What to do | Print, exactly as they appear in the listing below, the lines from the line with "detect the gray" to the line with "detect the dirt", with both end lines kept.

Raw data |
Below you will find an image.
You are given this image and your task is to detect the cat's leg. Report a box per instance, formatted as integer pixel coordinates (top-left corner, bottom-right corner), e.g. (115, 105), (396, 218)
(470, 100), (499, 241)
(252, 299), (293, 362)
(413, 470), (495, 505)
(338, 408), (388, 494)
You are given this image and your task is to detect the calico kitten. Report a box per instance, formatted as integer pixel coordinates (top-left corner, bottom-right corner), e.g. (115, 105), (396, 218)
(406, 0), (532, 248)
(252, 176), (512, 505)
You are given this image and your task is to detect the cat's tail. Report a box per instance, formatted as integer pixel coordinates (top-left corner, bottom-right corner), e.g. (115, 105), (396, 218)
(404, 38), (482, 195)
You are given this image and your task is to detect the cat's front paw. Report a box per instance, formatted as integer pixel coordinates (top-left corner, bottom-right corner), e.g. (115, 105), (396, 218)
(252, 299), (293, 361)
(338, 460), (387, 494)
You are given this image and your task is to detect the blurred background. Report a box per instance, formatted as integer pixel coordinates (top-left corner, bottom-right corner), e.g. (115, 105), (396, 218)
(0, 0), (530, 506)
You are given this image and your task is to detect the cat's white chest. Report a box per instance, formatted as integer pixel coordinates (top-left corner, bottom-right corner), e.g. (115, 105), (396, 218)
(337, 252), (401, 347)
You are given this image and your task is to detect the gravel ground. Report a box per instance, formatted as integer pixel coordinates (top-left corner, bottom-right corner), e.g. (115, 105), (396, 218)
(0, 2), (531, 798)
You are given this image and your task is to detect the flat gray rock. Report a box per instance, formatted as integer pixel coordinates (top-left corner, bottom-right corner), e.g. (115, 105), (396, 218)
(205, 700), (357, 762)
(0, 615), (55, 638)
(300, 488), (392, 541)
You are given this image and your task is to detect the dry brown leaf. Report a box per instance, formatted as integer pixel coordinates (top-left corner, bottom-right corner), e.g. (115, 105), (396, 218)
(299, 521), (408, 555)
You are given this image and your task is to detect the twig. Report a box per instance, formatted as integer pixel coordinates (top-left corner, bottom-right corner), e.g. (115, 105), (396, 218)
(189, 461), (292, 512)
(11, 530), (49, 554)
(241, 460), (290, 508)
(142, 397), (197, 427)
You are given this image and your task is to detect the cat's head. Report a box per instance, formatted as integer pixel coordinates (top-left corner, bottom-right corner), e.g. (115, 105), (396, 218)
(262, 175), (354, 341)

---

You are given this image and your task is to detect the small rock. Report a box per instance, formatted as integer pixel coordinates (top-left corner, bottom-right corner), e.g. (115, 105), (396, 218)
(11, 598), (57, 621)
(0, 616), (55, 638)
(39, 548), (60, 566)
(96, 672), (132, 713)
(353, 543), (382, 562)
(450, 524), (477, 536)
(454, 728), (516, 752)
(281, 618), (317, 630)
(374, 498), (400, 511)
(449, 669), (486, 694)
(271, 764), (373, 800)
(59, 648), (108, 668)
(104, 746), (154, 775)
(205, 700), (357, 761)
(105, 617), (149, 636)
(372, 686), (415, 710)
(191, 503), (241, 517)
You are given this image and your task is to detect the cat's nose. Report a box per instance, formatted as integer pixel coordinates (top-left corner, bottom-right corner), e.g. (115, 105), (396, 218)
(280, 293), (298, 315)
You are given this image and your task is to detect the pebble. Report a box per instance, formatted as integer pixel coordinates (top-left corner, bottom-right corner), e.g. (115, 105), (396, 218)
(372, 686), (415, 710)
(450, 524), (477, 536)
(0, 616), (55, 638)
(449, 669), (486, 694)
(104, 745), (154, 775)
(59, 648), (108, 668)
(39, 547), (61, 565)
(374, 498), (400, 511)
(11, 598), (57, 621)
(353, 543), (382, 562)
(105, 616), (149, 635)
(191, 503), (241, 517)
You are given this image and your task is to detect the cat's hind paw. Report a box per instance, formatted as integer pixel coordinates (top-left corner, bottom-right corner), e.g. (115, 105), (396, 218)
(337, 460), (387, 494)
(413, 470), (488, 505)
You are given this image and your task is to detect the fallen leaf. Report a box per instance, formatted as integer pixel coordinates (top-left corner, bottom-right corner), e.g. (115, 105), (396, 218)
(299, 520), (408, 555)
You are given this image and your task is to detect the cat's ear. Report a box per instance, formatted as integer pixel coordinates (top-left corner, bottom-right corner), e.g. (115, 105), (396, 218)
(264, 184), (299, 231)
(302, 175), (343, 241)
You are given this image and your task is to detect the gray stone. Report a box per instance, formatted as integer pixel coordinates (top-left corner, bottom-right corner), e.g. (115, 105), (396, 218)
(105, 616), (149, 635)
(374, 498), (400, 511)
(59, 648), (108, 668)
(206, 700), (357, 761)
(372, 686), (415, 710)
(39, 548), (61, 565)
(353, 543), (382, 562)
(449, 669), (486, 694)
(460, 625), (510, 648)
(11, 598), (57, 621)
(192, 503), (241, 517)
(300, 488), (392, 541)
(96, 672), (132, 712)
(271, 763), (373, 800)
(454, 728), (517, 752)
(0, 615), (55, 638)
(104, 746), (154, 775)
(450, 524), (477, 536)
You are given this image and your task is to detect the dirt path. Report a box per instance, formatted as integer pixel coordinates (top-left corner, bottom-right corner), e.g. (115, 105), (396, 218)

--

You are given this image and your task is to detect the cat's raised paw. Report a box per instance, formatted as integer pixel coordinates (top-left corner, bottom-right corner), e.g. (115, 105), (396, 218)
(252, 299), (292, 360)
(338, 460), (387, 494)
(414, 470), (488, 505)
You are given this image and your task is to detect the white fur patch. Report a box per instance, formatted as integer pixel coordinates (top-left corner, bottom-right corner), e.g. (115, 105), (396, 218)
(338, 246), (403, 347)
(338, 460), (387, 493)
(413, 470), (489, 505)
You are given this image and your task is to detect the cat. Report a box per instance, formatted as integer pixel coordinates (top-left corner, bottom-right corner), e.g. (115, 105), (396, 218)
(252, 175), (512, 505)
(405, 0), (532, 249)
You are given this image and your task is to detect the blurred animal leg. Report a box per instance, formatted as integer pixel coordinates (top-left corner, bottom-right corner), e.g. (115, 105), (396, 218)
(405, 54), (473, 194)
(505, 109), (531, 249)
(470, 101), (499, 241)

Task answer |
You are given this image and your task is to detect the gray stone. Report a box per instance, formatted as integer pixel coordinates (top-left corner, bottom-right corner), e.g. (115, 105), (396, 218)
(105, 616), (149, 635)
(374, 498), (400, 511)
(59, 648), (108, 668)
(206, 700), (357, 761)
(372, 686), (415, 710)
(39, 548), (61, 565)
(353, 543), (382, 562)
(449, 669), (486, 694)
(460, 625), (510, 648)
(11, 598), (57, 621)
(192, 503), (241, 517)
(300, 488), (392, 541)
(96, 672), (132, 712)
(271, 763), (373, 800)
(454, 728), (517, 752)
(0, 615), (55, 638)
(104, 746), (154, 775)
(450, 524), (477, 536)
You are given this image and your task is to detect the dirt path. Report a box per instance, formatted as integer pixel coordinates (top-left corner, bottom-right corner), e.g. (115, 105), (396, 218)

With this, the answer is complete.